• **Source text**
Registrar-only classrooms and rules-based classrooms

Classrooms come in all sizes. In a perfect scheduling world, this would be the only room-related matter we'd have to worry about—how big is the room. And of course, in a mega-perfect scheduling-world, we would be able to copy-paste as many of those rooms as we needed. But as anyone who has ever put a schedule together knows, there is more to a room than how many students it can comfortably seat (and we've all stopped fantasizing about a real-world copy-paste feature). Fact is, rooms can be every bit as slippery as the people who teach in them. To help in this, today we are announcing two new room-management tools. Before describing these new toys, let me revisit two room controls that were previously available.

Room amenities

The first curve-ball rooms throw at you is their basic offerings. These days most university rooms are your garden-variety lecture-friendly layouts, and most come comparably equipped with the latest tech (e.g., projection, audio, and the like). But the term 'most' implies outliers, and accurately so. There always tend to be a few in the mix that offer something unique, something that makes it a better, or possibly lesser fit for a certain course or professor. A few examples include Courtrooms, Seminar-rooms, Distance-Learning labs, or perhaps it's a room that's not even on your physical campus. Anyone who has taught or helped organize people who teach know that these slight variations can matter more than a little.

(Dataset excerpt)
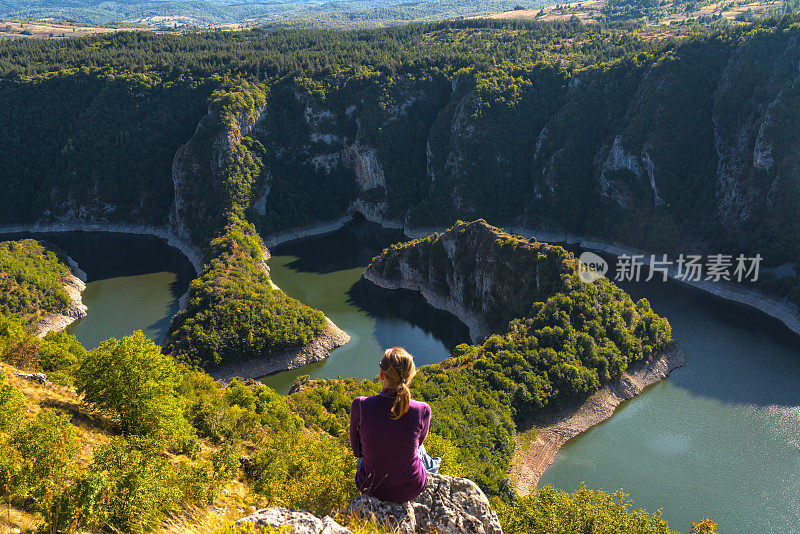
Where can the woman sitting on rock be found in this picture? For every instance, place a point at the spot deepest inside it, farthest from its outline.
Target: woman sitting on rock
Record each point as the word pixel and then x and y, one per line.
pixel 387 431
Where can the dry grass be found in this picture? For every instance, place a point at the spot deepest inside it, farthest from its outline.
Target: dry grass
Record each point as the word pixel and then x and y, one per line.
pixel 217 520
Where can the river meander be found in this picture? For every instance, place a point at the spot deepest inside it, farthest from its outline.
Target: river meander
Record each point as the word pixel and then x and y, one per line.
pixel 720 437
pixel 133 282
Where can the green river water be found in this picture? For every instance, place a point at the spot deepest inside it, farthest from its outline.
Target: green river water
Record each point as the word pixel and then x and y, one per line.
pixel 720 437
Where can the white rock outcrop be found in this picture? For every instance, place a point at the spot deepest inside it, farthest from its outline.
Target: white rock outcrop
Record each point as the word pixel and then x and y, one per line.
pixel 447 505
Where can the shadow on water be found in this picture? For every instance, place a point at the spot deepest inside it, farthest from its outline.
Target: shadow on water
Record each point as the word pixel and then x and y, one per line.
pixel 408 306
pixel 735 353
pixel 134 282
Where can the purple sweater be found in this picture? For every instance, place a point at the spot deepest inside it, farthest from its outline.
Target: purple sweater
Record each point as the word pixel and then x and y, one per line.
pixel 391 469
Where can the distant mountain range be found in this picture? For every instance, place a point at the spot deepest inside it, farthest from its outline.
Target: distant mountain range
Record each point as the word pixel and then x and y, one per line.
pixel 300 13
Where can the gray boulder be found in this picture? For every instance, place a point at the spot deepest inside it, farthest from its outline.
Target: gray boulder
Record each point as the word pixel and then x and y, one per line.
pixel 447 505
pixel 301 522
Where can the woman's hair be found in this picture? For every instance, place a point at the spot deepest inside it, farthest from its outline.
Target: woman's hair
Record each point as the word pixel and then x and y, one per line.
pixel 398 368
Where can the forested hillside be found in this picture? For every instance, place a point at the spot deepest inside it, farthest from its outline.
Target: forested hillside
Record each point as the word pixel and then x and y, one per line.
pixel 672 144
pixel 125 438
pixel 216 13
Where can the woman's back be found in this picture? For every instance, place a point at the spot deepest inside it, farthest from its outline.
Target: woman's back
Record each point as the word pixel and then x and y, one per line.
pixel 391 469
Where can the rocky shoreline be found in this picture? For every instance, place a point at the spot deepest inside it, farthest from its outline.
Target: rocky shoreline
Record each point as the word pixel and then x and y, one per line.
pixel 557 427
pixel 57 321
pixel 316 350
pixel 192 252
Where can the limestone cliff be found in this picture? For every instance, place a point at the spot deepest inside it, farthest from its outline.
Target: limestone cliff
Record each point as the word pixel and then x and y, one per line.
pixel 447 505
pixel 480 273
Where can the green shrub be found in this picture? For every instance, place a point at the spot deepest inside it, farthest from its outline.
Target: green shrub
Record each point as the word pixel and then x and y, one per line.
pixel 131 378
pixel 31 280
pixel 60 354
pixel 138 486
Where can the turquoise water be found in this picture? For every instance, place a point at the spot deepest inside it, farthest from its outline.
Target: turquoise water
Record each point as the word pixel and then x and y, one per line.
pixel 134 283
pixel 720 437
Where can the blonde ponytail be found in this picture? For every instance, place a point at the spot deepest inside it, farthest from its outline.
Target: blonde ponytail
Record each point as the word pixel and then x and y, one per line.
pixel 399 369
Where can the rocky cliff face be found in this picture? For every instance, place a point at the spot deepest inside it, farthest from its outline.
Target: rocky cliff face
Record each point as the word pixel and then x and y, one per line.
pixel 447 505
pixel 478 272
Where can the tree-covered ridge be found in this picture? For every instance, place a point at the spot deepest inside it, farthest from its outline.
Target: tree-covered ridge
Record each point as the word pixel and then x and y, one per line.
pixel 541 124
pixel 194 14
pixel 31 279
pixel 567 340
pixel 233 312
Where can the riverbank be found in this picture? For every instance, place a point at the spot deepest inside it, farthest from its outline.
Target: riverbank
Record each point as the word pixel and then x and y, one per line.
pixel 57 321
pixel 192 252
pixel 557 427
pixel 316 350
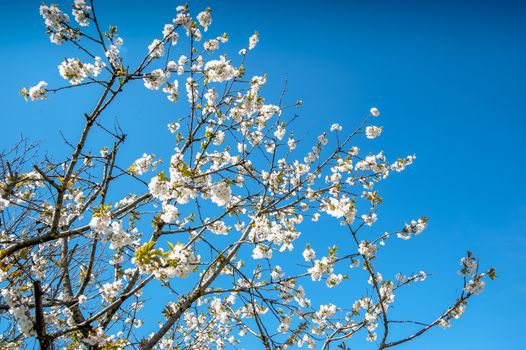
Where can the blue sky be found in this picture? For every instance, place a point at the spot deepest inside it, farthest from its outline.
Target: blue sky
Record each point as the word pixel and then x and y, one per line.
pixel 448 78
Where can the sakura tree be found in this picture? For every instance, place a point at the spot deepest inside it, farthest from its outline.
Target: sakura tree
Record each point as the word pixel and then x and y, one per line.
pixel 203 231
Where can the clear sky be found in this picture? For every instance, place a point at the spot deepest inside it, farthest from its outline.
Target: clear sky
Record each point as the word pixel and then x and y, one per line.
pixel 448 77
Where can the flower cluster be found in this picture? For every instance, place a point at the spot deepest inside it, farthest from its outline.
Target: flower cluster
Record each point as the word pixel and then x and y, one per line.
pixel 75 71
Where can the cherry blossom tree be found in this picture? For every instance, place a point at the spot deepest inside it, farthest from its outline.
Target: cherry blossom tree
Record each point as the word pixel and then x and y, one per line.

• **Tasks and exercises**
1: Write out the passage on classroom management from the text above, starting with "Room amenities" and going on through "than a little.", copying it word for word.
2: Extend the passage on registrar-only and rules-based classrooms above, picking up right after its last sentence.

• **Outputs**
1:
Room amenities

The first curve-ball rooms throw at you is their basic offerings. These days most university rooms are your garden-variety lecture-friendly layouts, and most come comparably equipped with the latest tech (e.g., projection, audio, and the like). But the term 'most' implies outliers, and accurately so. There always tend to be a few in the mix that offer something unique, something that makes it a better, or possibly lesser fit for a certain course or professor. A few examples include Courtrooms, Seminar-rooms, Distance-Learning labs, or perhaps it's a room that's not even on your physical campus. Anyone who has taught or helped organize people who teach know that these slight variations can matter more than a little.

2:
To meet this need, we implemented a Room Amenities feature last year which allows you to note such unique elements in your rooms. Then when you are building a schedule, you can make a specific amenity-request for a class. The system will then place classes only in rooms that can meet the cited Amenities.


The next most common hurdle we see is the room is not always available. Maybe you share the space with another group. Or the room is reserved part of the day for special events. We have long-offered the ability to block a room from being used during portions of the day or week. This was probably the first special room treatment introduced and even though it is not put into play all that often when it is needed, it tends to be really needed. If your schedule requires such protections, send us a note, and we will see to them.

So that's two issues covered, but as promised, there's more. Here are the two recent additions.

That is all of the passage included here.